======== Extract to read

WEDNESDAY, 29 October 2003

Announcement
============
  The members of the Components Team at Lawrence Livermore
National Laboratory <components@llnl.gov> are pleased to
announce the beta release of Babel, version 0.8.8.

What's New
==========
  The following features have been added, or completed, in
this release:

  + First official release with native F90 array pointer support
    with array descrptor support provided by CHASM 1.0.1.
  + Improved behavior with version control systems.
  + array support increased from 4-D to 7-D
  + added create1dInit(int32_t len, T* data) to create a 1-D array an
    initialize it with copies of data.
  + refactored C++ array implementation 
    + changed implementation of get/set for arrays of fixed size types
      (i.e., not strings or objects) to be faster and more easily inlined.
    + added operator[] to be eqivalent to get(i) (for use in 1-D only)

================
======== Dataset excerpts

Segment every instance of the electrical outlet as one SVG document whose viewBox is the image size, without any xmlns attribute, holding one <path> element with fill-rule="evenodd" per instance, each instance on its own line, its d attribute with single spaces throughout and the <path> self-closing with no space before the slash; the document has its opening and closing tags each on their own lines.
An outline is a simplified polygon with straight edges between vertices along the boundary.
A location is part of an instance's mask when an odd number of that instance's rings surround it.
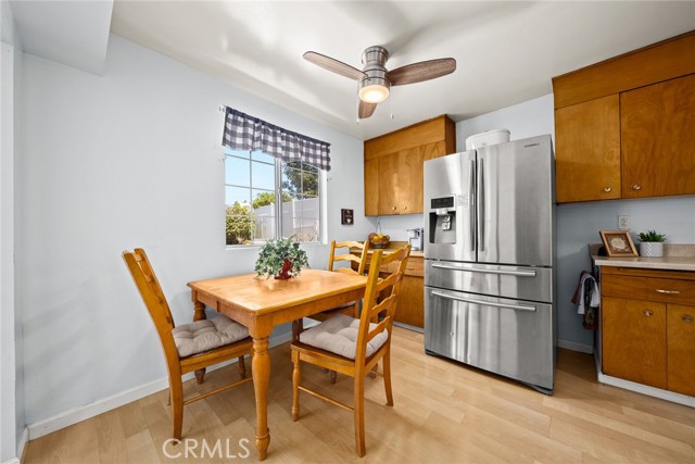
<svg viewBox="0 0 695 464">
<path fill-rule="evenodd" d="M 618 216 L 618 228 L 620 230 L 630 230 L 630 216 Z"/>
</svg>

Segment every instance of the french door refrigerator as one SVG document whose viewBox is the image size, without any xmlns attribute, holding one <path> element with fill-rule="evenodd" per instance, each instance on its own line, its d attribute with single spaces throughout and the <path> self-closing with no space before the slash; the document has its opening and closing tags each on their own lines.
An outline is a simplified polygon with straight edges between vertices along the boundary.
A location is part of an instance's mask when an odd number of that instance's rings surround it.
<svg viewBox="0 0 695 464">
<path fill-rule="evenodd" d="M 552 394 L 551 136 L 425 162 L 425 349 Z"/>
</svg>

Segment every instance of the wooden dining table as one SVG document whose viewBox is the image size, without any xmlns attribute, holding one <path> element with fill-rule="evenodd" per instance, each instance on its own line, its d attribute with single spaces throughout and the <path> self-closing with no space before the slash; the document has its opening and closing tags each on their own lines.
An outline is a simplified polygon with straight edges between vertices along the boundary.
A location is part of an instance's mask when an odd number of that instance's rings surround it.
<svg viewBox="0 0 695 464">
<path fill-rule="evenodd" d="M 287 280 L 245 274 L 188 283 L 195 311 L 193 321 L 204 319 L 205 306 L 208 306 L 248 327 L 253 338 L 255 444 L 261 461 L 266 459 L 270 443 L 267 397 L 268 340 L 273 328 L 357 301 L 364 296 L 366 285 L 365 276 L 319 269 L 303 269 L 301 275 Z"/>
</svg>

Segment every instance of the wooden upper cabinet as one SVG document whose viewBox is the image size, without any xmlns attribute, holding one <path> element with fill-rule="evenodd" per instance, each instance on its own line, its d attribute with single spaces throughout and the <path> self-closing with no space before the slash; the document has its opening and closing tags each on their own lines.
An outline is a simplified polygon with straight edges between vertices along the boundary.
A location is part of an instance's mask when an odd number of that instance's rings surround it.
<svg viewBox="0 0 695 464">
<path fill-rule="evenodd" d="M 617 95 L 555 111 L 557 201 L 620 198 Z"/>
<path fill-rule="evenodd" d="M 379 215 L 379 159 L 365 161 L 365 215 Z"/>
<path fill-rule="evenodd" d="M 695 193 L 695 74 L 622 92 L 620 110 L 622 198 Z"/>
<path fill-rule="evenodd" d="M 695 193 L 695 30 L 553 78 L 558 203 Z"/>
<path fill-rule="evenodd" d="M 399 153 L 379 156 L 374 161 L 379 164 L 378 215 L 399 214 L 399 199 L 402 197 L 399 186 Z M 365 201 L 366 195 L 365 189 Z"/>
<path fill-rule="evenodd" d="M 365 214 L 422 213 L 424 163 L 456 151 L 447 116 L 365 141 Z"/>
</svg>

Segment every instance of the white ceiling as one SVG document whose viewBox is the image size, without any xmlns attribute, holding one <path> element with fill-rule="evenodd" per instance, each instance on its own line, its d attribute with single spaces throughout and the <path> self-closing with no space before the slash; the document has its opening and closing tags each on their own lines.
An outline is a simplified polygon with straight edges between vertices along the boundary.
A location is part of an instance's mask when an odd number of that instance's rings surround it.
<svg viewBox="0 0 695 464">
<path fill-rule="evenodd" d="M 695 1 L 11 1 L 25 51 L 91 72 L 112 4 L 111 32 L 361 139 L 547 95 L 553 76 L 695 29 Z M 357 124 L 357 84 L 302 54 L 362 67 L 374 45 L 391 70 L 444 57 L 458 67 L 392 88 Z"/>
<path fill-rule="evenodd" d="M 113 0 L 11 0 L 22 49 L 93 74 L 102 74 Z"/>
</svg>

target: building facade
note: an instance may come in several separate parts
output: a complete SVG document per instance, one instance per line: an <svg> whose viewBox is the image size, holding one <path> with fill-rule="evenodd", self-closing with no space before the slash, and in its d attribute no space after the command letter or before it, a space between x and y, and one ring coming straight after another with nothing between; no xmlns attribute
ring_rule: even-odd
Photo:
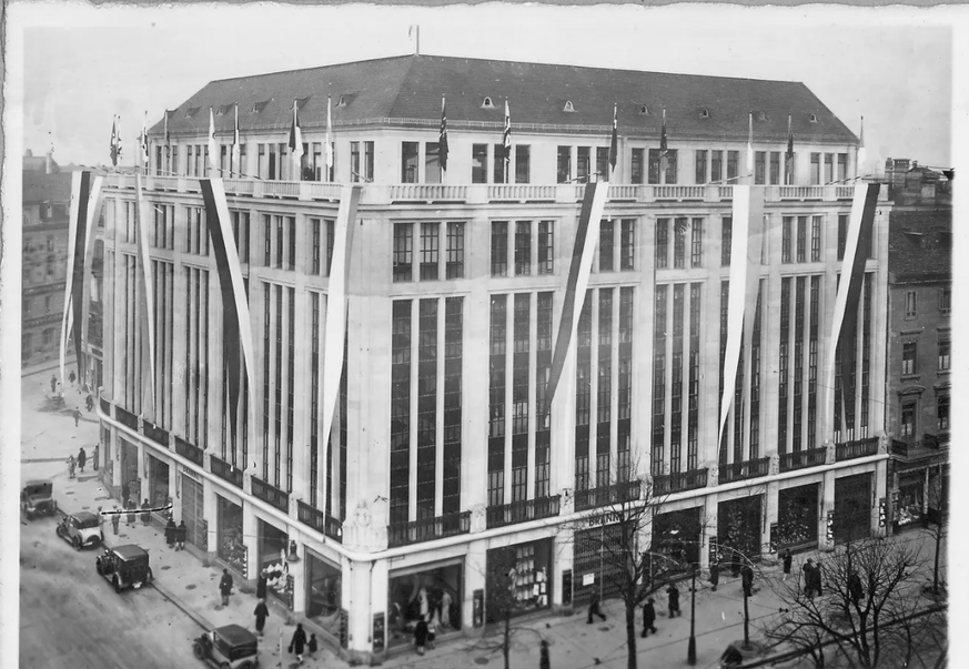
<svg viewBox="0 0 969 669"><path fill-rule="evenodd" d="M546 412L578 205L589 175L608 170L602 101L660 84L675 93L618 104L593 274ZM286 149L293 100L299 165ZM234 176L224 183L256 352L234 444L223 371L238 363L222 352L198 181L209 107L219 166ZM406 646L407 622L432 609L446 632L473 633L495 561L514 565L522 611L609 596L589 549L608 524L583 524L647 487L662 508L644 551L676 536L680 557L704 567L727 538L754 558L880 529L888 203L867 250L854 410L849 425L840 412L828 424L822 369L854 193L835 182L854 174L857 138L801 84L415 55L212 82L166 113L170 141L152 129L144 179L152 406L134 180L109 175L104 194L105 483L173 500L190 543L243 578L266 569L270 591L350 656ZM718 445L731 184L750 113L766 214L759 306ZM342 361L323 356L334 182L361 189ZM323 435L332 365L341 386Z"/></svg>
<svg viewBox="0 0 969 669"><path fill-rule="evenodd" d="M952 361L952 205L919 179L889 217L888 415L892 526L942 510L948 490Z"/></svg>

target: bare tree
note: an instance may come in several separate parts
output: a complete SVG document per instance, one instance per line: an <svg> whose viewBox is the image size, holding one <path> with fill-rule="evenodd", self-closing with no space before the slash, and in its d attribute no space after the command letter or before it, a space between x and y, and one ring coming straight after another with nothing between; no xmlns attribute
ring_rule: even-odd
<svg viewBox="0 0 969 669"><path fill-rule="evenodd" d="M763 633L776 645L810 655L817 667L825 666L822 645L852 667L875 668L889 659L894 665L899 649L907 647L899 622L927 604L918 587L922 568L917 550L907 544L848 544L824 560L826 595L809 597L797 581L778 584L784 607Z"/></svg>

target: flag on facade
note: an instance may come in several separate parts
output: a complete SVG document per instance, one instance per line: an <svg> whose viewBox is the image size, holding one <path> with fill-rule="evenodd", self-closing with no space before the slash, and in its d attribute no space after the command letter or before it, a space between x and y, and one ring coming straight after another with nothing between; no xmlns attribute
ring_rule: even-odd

================
======== Dataset excerpts

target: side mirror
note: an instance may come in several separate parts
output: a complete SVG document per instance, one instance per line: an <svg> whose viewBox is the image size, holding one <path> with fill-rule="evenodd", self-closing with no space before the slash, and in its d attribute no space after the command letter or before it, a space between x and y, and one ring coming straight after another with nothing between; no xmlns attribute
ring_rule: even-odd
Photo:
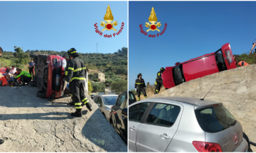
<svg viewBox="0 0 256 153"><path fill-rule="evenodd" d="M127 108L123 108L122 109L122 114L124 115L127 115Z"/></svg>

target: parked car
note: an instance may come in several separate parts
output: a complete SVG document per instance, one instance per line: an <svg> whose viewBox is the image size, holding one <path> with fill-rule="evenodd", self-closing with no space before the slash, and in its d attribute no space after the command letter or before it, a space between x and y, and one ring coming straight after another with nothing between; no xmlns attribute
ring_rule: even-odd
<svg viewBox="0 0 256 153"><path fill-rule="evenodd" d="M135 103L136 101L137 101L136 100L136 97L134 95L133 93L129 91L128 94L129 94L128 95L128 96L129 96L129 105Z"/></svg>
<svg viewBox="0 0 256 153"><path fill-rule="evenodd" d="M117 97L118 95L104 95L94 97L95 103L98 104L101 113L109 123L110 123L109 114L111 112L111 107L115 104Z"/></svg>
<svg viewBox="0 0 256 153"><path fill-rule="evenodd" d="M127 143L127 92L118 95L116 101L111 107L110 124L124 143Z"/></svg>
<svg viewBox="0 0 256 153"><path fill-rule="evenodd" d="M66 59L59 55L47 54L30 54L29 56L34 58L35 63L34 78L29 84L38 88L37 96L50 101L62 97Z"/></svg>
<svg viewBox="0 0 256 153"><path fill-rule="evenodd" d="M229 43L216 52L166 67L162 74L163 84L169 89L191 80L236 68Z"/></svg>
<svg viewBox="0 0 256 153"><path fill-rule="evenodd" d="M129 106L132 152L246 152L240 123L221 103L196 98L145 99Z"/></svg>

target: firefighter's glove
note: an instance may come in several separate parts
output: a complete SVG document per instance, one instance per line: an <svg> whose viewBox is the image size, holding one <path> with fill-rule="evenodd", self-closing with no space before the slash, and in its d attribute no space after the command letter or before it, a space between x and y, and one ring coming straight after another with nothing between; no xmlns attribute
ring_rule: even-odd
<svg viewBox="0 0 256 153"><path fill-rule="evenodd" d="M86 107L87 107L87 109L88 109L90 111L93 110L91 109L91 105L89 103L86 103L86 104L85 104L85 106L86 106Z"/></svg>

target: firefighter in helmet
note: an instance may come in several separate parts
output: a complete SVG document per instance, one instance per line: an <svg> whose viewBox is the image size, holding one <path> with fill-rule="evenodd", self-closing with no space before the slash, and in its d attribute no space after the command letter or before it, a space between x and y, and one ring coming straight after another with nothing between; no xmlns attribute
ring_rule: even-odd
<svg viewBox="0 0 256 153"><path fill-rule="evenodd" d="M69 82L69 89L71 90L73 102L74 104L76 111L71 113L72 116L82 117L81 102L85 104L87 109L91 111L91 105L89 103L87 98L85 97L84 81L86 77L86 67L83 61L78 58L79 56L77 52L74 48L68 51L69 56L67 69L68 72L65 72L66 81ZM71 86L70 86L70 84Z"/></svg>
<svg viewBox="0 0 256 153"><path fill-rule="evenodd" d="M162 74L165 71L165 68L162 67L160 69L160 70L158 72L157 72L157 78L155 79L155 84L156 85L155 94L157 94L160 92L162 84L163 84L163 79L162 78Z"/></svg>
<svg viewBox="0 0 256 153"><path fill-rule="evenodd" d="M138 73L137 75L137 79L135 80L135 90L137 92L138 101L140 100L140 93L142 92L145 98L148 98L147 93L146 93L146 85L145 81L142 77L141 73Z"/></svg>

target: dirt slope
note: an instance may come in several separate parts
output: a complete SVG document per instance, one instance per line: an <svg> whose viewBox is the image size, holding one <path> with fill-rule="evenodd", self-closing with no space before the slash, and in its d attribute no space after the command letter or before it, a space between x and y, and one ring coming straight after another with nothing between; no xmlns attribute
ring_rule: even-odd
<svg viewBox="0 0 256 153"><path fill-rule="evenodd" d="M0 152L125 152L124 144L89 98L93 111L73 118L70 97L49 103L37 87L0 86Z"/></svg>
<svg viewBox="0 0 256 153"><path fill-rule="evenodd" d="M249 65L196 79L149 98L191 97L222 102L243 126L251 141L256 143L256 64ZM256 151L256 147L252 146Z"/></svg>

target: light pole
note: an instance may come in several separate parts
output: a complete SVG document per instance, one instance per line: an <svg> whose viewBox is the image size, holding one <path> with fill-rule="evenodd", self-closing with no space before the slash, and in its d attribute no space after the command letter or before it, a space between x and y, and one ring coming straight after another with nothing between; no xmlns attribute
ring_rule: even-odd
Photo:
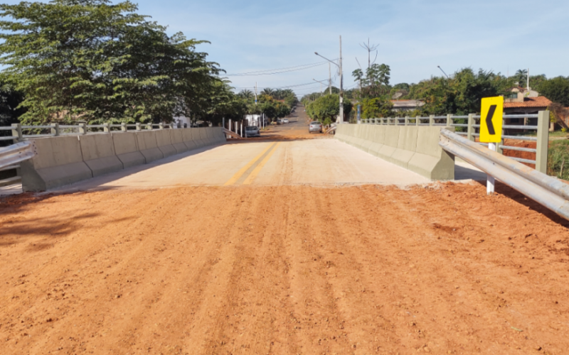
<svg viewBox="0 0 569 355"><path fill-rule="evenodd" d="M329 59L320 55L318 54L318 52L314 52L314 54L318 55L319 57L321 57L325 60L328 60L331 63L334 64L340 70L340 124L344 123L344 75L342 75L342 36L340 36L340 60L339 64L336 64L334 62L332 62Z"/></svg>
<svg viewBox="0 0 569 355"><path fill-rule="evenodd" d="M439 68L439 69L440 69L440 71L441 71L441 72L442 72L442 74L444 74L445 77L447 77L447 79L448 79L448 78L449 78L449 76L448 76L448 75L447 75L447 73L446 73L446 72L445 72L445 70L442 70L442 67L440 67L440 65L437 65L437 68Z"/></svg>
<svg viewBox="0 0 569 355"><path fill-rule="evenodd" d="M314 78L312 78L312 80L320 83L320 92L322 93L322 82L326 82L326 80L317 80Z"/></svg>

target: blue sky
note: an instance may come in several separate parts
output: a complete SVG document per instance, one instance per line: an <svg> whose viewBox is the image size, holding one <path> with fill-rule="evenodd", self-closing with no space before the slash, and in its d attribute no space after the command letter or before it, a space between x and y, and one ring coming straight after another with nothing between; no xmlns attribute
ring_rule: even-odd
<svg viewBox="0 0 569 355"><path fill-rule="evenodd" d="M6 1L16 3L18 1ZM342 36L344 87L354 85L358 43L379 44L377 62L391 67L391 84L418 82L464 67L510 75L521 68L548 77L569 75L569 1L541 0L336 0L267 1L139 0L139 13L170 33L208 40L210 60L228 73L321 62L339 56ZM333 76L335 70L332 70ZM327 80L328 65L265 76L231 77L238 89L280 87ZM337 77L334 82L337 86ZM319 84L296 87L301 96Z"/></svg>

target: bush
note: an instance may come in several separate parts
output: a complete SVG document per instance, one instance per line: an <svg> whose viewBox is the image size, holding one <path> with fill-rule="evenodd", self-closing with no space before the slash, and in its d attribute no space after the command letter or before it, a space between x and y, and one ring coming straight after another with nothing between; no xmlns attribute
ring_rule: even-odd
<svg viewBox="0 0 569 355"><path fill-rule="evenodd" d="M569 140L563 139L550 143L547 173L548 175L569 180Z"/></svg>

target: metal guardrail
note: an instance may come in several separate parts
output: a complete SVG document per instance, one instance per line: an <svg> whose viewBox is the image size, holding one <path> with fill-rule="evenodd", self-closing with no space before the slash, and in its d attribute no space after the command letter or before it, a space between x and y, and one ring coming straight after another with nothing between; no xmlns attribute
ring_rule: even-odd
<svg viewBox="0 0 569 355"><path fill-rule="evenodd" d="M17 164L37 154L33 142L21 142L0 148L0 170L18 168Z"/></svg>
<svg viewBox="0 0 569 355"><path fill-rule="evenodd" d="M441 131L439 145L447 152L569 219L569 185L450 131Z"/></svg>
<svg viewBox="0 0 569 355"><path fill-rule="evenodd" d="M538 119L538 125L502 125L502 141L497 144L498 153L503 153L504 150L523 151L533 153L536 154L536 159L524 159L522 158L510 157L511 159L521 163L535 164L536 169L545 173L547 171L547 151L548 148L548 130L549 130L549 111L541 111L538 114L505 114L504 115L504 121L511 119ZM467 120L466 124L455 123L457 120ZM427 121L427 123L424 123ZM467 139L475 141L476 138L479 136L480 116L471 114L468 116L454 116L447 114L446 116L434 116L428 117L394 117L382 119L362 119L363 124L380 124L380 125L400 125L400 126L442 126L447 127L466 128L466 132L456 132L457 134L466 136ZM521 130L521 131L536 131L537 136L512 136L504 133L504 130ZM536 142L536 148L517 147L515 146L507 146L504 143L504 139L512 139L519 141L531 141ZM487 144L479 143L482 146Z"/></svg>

================

- [What you need to do]
A) In the entries, switch "glove" to "mitten" in the lines starting with the line with "target: firefighter's glove" and going on through the line with "107L87 107L87 109L88". Give only those lines again, with everything else left unchanged.
B) Continue the Babel release announcement from where it stops.

- [Answers to the problems]
A)
target: firefighter's mitten
note: an instance may come in several separate parts
output: a complete SVG document per instance, one instance per line: an <svg> whose viewBox is the image size, holding one <path> with fill-rule="evenodd", self-closing with no space before the slash, and in its d attribute no space after the command letter or before it, a space between x and y, and one ring coming straight after another with nothing between; no xmlns attribute
ring_rule: even-odd
<svg viewBox="0 0 256 153"><path fill-rule="evenodd" d="M86 107L87 107L87 109L88 109L90 111L93 110L91 109L91 105L89 103L86 103L86 104L85 104L85 106L86 106Z"/></svg>

B)
    + added STL input iterators to C++ arrays (for use in 1-D only)
  + added info about --vpath option to --help output
  + added option --exclude-external (short version -E) which causes code to
    be generated only for the symbols specified on the command line (no
    code is generated for symbols on which the user symbols depend)
  + added option --language-subdir (short version -l) which causes 
    all generated files to be stored in a language-dependent subdirectory;
    if the --generate-subdirs option is also used, the language directory 
    will be at the bottom of the hierarchy.
  + added option --hide-glue (short version -u) which can be used to  
    generate all non-impl files in a glue/ subdirectory.
  + modified generated file names to use only short symbol names 
    when --generate-subdirs and --exclude-external are used together 
    (only for C++ and Fortran)

(Also refer to the CHANGES file for more details.)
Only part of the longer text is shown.